## PROBLEM REQUIREMENTS
Find each line below that contains the string "MULTIPOLYGON" and copy it out in full. Case counts.

— BEGIN DATA SUPPLIED —

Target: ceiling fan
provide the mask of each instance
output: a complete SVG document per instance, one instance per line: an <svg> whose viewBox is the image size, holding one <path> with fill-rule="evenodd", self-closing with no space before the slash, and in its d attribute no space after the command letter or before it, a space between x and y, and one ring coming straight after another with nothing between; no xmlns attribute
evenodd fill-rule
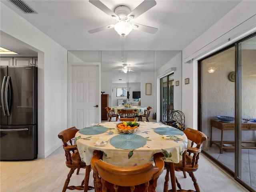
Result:
<svg viewBox="0 0 256 192"><path fill-rule="evenodd" d="M119 72L124 72L124 73L127 73L127 72L128 71L132 71L133 72L135 72L134 71L133 71L132 70L132 69L130 68L127 68L127 64L123 64L123 66L124 66L123 68L116 69L120 70Z"/></svg>
<svg viewBox="0 0 256 192"><path fill-rule="evenodd" d="M154 34L158 29L149 26L133 23L130 24L129 21L138 17L156 4L154 0L145 0L132 11L125 6L117 7L113 12L108 7L99 0L89 0L89 2L100 9L112 18L115 19L116 23L100 27L88 31L90 33L94 33L108 29L114 28L118 34L125 36L129 34L132 29L139 30L151 34Z"/></svg>

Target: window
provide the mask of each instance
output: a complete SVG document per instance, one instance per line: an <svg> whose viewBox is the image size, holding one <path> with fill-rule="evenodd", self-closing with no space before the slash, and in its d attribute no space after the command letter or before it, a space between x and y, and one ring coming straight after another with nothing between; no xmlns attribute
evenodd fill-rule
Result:
<svg viewBox="0 0 256 192"><path fill-rule="evenodd" d="M126 97L126 88L120 87L116 88L116 96L117 97Z"/></svg>

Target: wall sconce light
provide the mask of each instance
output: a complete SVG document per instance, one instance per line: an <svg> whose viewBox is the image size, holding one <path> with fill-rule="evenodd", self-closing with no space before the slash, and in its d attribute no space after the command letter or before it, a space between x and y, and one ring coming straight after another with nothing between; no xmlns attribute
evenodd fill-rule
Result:
<svg viewBox="0 0 256 192"><path fill-rule="evenodd" d="M211 67L207 69L207 71L209 73L213 73L215 72L216 69L213 67Z"/></svg>

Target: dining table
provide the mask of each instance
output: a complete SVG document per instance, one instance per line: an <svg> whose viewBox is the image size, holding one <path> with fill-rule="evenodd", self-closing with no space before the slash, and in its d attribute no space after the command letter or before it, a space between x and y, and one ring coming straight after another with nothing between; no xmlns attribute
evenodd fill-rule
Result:
<svg viewBox="0 0 256 192"><path fill-rule="evenodd" d="M122 166L153 162L154 154L162 152L164 161L169 163L172 191L176 191L174 163L182 160L182 154L188 144L186 135L170 126L146 122L138 122L140 125L136 132L126 134L117 128L117 124L120 123L94 124L80 130L76 134L75 139L81 159L86 164L84 191L89 189L90 162L95 150L103 152L104 161ZM166 180L164 184L166 191L168 181Z"/></svg>
<svg viewBox="0 0 256 192"><path fill-rule="evenodd" d="M123 105L121 105L120 106L113 106L111 108L111 110L114 110L115 111L115 113L116 114L116 118L118 118L118 110L121 110L121 109L135 110L136 110L136 115L139 116L143 114L144 113L144 110L147 109L147 107L144 107L144 106L132 106L130 107L126 107Z"/></svg>

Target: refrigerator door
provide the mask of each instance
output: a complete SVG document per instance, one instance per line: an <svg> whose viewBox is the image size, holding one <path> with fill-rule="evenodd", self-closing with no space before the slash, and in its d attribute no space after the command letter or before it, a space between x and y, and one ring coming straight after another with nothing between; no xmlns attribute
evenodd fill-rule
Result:
<svg viewBox="0 0 256 192"><path fill-rule="evenodd" d="M1 126L1 160L37 158L36 126Z"/></svg>
<svg viewBox="0 0 256 192"><path fill-rule="evenodd" d="M6 113L6 109L5 106L5 90L6 83L7 80L7 66L0 66L0 86L1 86L1 108L0 114L1 114L1 124L7 124L7 116Z"/></svg>
<svg viewBox="0 0 256 192"><path fill-rule="evenodd" d="M8 94L8 109L10 109L8 125L36 124L37 74L35 67L8 66L8 76L11 83L8 86L12 87L12 92ZM10 91L9 89L6 90Z"/></svg>

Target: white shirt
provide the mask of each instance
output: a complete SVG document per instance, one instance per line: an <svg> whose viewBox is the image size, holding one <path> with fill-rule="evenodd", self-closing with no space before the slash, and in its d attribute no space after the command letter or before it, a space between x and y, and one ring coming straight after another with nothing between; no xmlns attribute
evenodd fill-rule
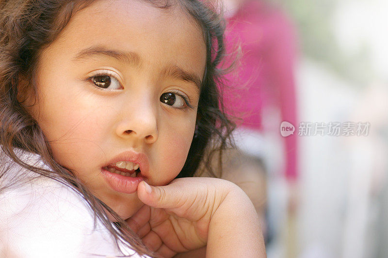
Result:
<svg viewBox="0 0 388 258"><path fill-rule="evenodd" d="M15 150L22 160L49 169L39 155ZM11 160L1 156L5 157ZM16 184L2 189L12 182ZM98 219L96 222L94 228L93 213L85 201L63 183L15 164L0 178L0 257L122 255L110 232ZM134 253L122 250L126 255Z"/></svg>

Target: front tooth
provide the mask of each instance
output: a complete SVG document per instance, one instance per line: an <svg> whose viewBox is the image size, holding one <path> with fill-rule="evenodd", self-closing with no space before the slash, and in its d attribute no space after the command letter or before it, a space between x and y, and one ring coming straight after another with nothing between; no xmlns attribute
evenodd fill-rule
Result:
<svg viewBox="0 0 388 258"><path fill-rule="evenodd" d="M125 161L119 161L116 162L116 166L120 167L120 168L125 168Z"/></svg>
<svg viewBox="0 0 388 258"><path fill-rule="evenodd" d="M108 168L108 171L110 172L111 173L114 173L116 172L116 168L114 167L109 167Z"/></svg>
<svg viewBox="0 0 388 258"><path fill-rule="evenodd" d="M125 168L129 170L131 170L133 169L133 163L132 162L127 162Z"/></svg>

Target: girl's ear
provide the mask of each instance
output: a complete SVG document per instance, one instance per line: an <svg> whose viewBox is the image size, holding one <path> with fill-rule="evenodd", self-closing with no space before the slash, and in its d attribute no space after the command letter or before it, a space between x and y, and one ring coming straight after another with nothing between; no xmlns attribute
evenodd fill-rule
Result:
<svg viewBox="0 0 388 258"><path fill-rule="evenodd" d="M19 76L18 78L16 98L23 106L29 106L32 105L32 97L33 94L31 92L30 88L28 81L24 76Z"/></svg>

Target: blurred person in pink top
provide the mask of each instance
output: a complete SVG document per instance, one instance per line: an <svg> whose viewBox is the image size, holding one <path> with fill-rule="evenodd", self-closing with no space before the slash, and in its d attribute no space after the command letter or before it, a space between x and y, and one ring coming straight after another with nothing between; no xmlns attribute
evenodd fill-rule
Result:
<svg viewBox="0 0 388 258"><path fill-rule="evenodd" d="M294 75L296 37L292 23L284 13L268 3L259 0L224 2L227 16L226 52L233 52L240 44L242 55L237 69L226 76L230 89L223 91L223 98L226 112L240 119L236 139L242 152L230 152L222 178L238 184L251 198L268 240L265 219L267 165L281 161L285 165L285 171L279 172L284 173L289 182L295 182L297 177L297 134L284 137L280 134L283 121L297 128ZM263 113L274 108L280 111L280 117L266 121ZM266 131L274 130L284 143L284 160L269 160L260 154L278 147L263 136ZM252 135L264 138L267 144L261 144L258 139L255 141Z"/></svg>

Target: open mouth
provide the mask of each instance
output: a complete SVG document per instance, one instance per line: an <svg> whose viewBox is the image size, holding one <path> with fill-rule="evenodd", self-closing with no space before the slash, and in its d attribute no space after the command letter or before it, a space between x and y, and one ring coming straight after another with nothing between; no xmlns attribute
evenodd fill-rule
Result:
<svg viewBox="0 0 388 258"><path fill-rule="evenodd" d="M141 172L140 167L138 167L136 169L132 168L129 170L126 168L119 167L115 165L108 165L103 167L103 168L111 173L118 174L125 177L136 177Z"/></svg>

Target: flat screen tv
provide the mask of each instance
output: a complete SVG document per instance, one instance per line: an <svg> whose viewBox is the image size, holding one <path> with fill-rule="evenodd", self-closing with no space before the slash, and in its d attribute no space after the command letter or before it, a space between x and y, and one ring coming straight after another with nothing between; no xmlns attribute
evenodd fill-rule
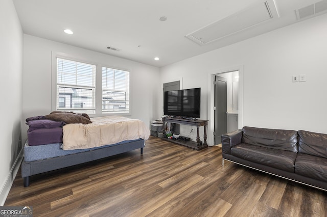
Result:
<svg viewBox="0 0 327 217"><path fill-rule="evenodd" d="M164 115L200 118L201 88L166 91Z"/></svg>

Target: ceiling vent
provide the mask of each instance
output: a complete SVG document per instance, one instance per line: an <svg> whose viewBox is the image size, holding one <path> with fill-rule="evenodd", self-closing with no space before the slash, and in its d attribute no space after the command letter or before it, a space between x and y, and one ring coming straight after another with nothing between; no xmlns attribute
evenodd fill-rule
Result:
<svg viewBox="0 0 327 217"><path fill-rule="evenodd" d="M107 47L107 49L109 49L109 50L114 50L115 51L120 51L121 50L122 50L120 49L118 49L118 48L115 48L114 47Z"/></svg>
<svg viewBox="0 0 327 217"><path fill-rule="evenodd" d="M312 17L327 12L327 1L322 1L312 5L295 10L296 19Z"/></svg>
<svg viewBox="0 0 327 217"><path fill-rule="evenodd" d="M263 22L279 18L274 0L268 0L200 29L186 37L203 45Z"/></svg>

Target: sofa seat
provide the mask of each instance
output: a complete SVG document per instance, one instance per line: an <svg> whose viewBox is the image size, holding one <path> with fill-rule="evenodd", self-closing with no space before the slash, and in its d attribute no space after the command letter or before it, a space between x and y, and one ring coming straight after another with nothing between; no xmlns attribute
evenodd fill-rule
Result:
<svg viewBox="0 0 327 217"><path fill-rule="evenodd" d="M327 158L298 153L295 160L295 173L326 181Z"/></svg>
<svg viewBox="0 0 327 217"><path fill-rule="evenodd" d="M327 134L245 126L221 136L229 160L327 191Z"/></svg>
<svg viewBox="0 0 327 217"><path fill-rule="evenodd" d="M294 172L296 153L246 143L240 143L230 149L232 155L252 162L291 173Z"/></svg>

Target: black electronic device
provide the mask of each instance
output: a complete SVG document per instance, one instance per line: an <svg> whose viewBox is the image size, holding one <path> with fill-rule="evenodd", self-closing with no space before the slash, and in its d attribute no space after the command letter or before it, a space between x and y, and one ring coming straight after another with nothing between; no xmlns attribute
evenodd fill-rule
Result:
<svg viewBox="0 0 327 217"><path fill-rule="evenodd" d="M165 92L164 114L200 118L201 88Z"/></svg>

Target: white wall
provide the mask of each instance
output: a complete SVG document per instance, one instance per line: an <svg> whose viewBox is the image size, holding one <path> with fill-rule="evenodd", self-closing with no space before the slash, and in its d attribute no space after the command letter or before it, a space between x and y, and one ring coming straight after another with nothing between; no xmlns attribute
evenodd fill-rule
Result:
<svg viewBox="0 0 327 217"><path fill-rule="evenodd" d="M52 51L130 70L132 114L128 117L141 119L149 127L151 121L157 118L158 68L29 35L24 36L23 123L27 117L51 112ZM27 126L23 127L24 141L27 129Z"/></svg>
<svg viewBox="0 0 327 217"><path fill-rule="evenodd" d="M242 66L243 126L327 133L326 23L324 14L166 66L161 83L182 77L184 88L201 87L201 118L211 118L209 75ZM302 74L307 82L292 82Z"/></svg>
<svg viewBox="0 0 327 217"><path fill-rule="evenodd" d="M0 1L0 206L15 177L21 150L22 31L12 0Z"/></svg>

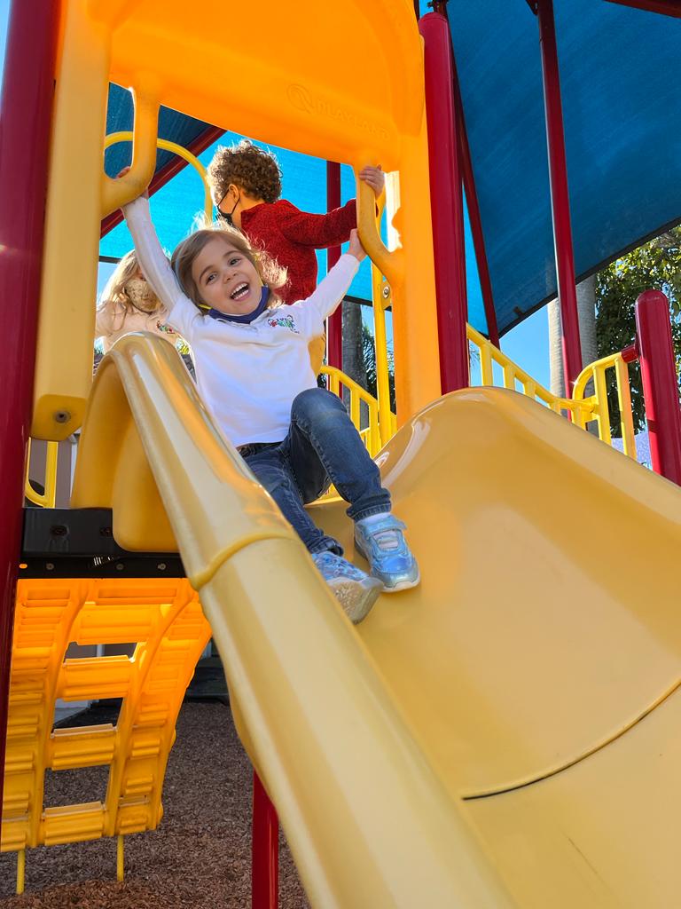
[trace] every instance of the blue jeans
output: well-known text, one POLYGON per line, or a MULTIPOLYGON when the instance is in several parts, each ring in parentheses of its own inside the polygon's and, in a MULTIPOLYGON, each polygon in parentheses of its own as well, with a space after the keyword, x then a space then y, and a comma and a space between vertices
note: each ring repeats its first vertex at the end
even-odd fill
POLYGON ((354 521, 390 510, 390 494, 381 486, 379 468, 345 405, 324 388, 308 388, 296 396, 283 442, 257 446, 254 454, 249 454, 250 446, 242 447, 246 464, 311 553, 343 553, 340 544, 315 526, 303 507, 331 483, 350 503, 348 516, 354 521))

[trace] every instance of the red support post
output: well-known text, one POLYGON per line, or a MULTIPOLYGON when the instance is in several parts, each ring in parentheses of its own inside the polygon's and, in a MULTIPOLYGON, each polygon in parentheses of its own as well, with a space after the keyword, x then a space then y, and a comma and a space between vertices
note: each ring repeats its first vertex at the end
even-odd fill
MULTIPOLYGON (((335 161, 326 163, 326 210, 340 207, 340 165, 335 161)), ((340 258, 340 247, 330 246, 326 251, 326 270, 331 269, 340 258)), ((343 368, 343 307, 342 304, 326 323, 326 362, 330 366, 343 368)))
POLYGON ((575 257, 572 249, 568 163, 565 155, 563 105, 560 99, 560 76, 553 0, 538 0, 537 15, 539 20, 541 68, 544 81, 553 242, 556 250, 560 318, 563 325, 563 367, 566 394, 569 397, 572 394, 574 382, 582 370, 582 350, 577 312, 575 257))
POLYGON ((270 796, 253 771, 251 904, 252 909, 279 905, 279 818, 270 796))
POLYGON ((653 470, 681 485, 681 409, 669 301, 646 290, 636 305, 638 362, 653 470))
MULTIPOLYGON (((187 145, 187 151, 198 157, 209 145, 212 145, 213 142, 217 142, 221 135, 224 135, 223 129, 221 129, 219 126, 209 126, 208 129, 204 129, 202 133, 196 136, 193 142, 191 142, 187 145)), ((167 165, 153 175, 152 182, 149 184, 149 195, 153 195, 162 186, 164 186, 166 183, 172 180, 176 174, 179 174, 181 170, 184 170, 188 164, 189 162, 185 161, 184 158, 181 158, 179 155, 175 155, 167 165)), ((107 215, 102 222, 100 236, 105 236, 109 231, 114 230, 122 221, 123 212, 120 208, 117 208, 115 212, 112 212, 111 215, 107 215)))
POLYGON ((482 303, 485 307, 487 333, 495 347, 498 347, 498 326, 497 325, 497 311, 494 308, 492 279, 489 275, 489 265, 487 258, 487 249, 485 248, 485 235, 482 233, 480 206, 478 202, 478 190, 476 189, 475 175, 473 175, 473 161, 470 156, 469 134, 466 130, 466 118, 463 113, 461 90, 459 85, 457 63, 454 58, 453 50, 451 61, 451 68, 454 75, 454 104, 456 106, 457 132, 459 134, 459 157, 463 176, 463 188, 466 192, 466 202, 469 207, 470 233, 473 235, 473 248, 475 249, 475 260, 478 265, 478 277, 480 282, 482 303))
POLYGON ((14 0, 0 99, 0 794, 59 14, 58 0, 14 0))
POLYGON ((428 13, 419 20, 419 31, 424 41, 440 378, 446 394, 469 384, 463 196, 449 23, 440 13, 428 13))
POLYGON ((659 13, 661 15, 672 15, 681 19, 681 0, 609 0, 620 6, 631 6, 633 9, 642 9, 646 13, 659 13))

— END DATA SUPPLIED —

## FULL RESPONSE
output: well-known text, one POLYGON per line, or a MULTIPOLYGON when the instance is in several parts, each ring in parentheses of its own inside the polygon's and, in a MULTIPOLYGON, each polygon in parentheses of its own as well, with a space after the keyword, x then a space then y, and a comma and a space between vertices
output: well-known text, one POLYGON per line, or a MULTIPOLYGON when the instance is in several parts, each ring in parentheses of its own inside the polygon's and, in a MULTIPOLYGON, each polygon in parentheses of its own as well, with a space after the keyword, x then a space then y, and a comma and a space between vertices
MULTIPOLYGON (((335 161, 326 163, 326 210, 340 207, 340 165, 335 161)), ((340 258, 340 247, 330 246, 326 251, 326 270, 331 269, 340 258)), ((343 368, 343 307, 342 304, 326 323, 326 362, 330 366, 343 368)))
MULTIPOLYGON (((187 145, 187 151, 198 157, 209 145, 212 145, 213 142, 217 142, 221 135, 224 135, 223 129, 221 129, 219 126, 209 126, 208 129, 204 129, 202 133, 196 136, 193 142, 191 142, 187 145)), ((167 165, 153 175, 152 182, 149 184, 149 195, 153 195, 162 186, 164 186, 166 183, 172 180, 176 174, 179 174, 181 170, 184 170, 188 164, 189 162, 185 161, 184 158, 181 158, 179 155, 175 155, 167 165)), ((107 215, 102 222, 100 236, 105 236, 109 231, 114 230, 122 221, 123 212, 120 208, 117 208, 115 212, 112 212, 111 215, 107 215)))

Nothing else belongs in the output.